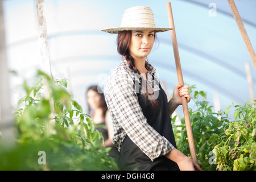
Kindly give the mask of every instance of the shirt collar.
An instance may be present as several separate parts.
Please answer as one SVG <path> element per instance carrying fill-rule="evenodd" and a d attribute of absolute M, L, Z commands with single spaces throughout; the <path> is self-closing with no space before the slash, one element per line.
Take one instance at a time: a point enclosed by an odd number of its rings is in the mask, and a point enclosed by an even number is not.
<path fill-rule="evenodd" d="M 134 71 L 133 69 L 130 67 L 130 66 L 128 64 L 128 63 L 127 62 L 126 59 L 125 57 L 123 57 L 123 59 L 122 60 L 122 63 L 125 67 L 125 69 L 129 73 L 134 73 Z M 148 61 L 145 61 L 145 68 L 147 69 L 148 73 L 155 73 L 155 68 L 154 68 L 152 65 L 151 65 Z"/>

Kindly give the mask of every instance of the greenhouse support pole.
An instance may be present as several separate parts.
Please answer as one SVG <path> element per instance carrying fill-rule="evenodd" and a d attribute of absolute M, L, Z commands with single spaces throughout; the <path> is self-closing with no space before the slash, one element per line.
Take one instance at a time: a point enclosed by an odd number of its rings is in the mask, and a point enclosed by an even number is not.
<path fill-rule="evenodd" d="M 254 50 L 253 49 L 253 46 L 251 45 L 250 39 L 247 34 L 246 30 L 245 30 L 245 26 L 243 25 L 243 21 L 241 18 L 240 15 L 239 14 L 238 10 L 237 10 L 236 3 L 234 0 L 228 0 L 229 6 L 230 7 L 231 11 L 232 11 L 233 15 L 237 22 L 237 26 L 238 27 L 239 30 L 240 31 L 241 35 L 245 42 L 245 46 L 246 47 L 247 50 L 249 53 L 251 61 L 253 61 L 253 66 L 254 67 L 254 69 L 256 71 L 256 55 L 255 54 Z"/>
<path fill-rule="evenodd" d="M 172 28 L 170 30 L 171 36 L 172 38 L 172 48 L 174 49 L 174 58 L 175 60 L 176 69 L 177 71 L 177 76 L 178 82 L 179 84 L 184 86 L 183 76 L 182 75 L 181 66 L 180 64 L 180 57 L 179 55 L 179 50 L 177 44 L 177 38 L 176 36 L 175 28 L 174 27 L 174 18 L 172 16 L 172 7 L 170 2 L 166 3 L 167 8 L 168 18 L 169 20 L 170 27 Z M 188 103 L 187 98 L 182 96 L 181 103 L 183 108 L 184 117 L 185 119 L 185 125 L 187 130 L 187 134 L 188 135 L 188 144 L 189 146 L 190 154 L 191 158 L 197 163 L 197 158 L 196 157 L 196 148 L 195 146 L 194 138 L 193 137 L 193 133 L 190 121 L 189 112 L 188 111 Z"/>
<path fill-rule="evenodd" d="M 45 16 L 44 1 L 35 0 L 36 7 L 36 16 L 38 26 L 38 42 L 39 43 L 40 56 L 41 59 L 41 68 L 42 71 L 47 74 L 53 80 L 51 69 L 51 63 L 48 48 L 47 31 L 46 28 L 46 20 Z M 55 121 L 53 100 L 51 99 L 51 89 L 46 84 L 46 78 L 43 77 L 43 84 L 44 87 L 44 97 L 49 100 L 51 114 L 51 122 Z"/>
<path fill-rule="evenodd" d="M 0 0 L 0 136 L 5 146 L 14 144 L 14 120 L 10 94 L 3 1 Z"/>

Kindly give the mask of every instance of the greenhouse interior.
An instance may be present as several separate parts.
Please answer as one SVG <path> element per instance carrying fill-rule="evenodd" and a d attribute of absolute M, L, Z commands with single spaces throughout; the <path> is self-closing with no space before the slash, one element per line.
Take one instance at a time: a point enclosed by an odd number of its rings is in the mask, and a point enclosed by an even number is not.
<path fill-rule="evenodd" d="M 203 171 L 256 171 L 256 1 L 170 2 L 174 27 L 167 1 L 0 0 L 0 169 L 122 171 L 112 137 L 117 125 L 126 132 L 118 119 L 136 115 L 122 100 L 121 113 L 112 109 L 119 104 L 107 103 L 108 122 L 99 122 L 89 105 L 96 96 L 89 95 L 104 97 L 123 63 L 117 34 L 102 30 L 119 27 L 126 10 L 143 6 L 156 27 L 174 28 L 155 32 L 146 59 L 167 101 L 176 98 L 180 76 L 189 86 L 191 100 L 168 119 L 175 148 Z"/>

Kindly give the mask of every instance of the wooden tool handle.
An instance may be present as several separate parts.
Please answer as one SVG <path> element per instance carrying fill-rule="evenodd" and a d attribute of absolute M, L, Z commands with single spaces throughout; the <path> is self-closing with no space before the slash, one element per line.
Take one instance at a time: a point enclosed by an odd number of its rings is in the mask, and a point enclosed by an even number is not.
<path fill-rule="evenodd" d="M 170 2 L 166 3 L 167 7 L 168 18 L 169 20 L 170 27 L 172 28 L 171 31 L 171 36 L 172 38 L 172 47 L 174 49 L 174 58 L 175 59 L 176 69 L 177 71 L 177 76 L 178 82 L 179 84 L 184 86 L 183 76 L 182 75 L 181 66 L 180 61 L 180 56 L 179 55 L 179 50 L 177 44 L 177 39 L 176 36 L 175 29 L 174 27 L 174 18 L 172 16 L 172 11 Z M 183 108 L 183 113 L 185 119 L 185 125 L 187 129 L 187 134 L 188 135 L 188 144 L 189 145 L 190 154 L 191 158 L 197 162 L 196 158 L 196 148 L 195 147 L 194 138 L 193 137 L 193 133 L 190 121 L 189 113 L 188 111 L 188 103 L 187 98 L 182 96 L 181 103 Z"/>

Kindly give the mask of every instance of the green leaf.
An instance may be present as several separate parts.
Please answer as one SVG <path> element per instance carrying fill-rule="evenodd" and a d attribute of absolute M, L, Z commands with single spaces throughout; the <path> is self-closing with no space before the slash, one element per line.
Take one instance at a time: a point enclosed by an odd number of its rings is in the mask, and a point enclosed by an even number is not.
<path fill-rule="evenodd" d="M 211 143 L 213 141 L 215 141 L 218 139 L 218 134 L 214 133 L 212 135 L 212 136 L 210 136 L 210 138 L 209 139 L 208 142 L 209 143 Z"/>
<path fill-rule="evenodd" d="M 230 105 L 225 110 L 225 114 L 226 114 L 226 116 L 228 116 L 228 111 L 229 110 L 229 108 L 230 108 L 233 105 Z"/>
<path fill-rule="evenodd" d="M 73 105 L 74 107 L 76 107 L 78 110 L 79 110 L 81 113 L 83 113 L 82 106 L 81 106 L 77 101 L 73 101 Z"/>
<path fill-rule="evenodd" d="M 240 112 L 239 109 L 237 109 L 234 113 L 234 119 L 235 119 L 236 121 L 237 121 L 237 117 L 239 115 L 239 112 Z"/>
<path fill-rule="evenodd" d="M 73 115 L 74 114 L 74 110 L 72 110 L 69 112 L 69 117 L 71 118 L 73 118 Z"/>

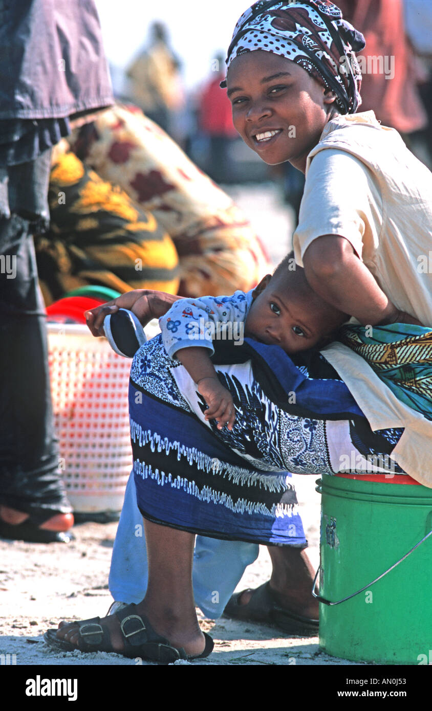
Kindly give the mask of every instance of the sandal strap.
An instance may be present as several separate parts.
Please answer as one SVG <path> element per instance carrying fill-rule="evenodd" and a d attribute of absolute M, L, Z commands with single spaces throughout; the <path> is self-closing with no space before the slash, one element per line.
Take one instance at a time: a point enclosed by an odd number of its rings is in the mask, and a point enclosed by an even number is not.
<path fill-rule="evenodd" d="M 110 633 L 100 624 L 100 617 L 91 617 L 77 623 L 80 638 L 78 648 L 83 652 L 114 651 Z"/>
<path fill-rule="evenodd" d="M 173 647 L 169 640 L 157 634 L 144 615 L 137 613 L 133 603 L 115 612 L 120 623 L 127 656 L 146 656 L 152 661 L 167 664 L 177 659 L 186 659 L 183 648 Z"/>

----------

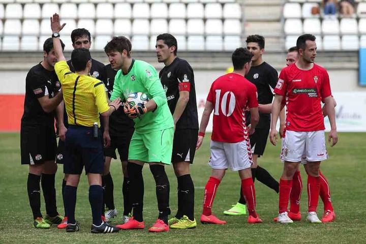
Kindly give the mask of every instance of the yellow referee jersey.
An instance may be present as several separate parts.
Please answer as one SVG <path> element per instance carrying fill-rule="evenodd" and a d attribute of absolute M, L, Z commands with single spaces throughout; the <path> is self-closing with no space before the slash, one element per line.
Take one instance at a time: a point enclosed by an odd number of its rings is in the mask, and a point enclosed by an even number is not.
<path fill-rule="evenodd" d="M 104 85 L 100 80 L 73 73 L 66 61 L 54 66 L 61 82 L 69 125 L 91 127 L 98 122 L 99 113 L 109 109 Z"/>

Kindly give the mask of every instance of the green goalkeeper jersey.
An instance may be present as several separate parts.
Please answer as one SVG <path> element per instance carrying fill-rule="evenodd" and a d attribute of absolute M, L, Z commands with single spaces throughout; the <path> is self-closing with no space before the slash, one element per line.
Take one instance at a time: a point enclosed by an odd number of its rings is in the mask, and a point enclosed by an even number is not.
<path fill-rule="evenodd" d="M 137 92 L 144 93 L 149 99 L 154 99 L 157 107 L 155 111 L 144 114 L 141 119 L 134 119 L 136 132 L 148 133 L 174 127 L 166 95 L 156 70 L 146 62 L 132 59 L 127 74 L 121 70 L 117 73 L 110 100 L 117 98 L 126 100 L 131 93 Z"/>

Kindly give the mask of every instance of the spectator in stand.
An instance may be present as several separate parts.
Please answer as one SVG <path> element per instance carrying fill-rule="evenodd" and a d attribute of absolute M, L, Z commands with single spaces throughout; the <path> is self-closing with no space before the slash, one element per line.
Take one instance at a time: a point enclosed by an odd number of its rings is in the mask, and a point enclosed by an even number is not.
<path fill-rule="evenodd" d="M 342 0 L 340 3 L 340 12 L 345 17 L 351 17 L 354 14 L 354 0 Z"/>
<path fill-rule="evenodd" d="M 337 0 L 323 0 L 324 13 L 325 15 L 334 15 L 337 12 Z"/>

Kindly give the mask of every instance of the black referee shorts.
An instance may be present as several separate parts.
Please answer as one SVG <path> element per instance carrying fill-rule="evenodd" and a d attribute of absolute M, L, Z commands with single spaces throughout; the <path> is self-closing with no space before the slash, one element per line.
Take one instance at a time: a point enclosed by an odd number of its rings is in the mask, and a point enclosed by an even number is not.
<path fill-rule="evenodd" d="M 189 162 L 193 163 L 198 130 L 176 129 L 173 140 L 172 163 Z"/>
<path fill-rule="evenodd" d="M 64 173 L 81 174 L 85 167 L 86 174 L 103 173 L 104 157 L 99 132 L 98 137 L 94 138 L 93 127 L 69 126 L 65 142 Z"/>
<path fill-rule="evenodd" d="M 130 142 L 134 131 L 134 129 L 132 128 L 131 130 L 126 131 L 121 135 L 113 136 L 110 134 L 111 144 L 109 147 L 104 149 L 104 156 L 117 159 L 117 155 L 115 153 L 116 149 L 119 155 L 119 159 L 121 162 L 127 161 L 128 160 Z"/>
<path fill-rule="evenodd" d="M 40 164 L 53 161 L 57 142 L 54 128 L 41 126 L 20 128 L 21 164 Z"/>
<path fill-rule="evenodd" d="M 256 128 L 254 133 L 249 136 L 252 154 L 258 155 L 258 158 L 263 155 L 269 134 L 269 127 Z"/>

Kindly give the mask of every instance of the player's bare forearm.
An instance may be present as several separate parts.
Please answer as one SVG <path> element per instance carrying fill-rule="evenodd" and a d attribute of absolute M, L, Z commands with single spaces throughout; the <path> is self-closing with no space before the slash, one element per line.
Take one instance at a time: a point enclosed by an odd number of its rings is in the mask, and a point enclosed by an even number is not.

----------

:: GIVEN INSTRUCTION ::
Rescale the entries from the line with "Kindly give the mask of every instance of the sandal" up to and including the line with "110 633 L 100", and reproduce all of those lines, requests included. Multiply every coordinate in the answers by 1.55 and round to whole numbers, with halves rounded up.

:: WRITTEN SOLUTION ::
Kindly give the mask of every instance of the sandal strap.
An instance may be present as several separate parts.
Please answer as one SVG <path> element per instance carrying fill-rule="evenodd" and a d attribute of absolute M, L, Z commands with single spaces throughout; the <path> is self-closing with no space before the slash, one element per line.
Take one instance at a time: a point enclosed by an odd number of its rings is in the mask, and a point enclosed by an even number is not.
<path fill-rule="evenodd" d="M 171 981 L 155 967 L 155 956 L 141 956 L 119 966 L 124 989 L 121 1004 L 129 1011 L 177 1009 Z"/>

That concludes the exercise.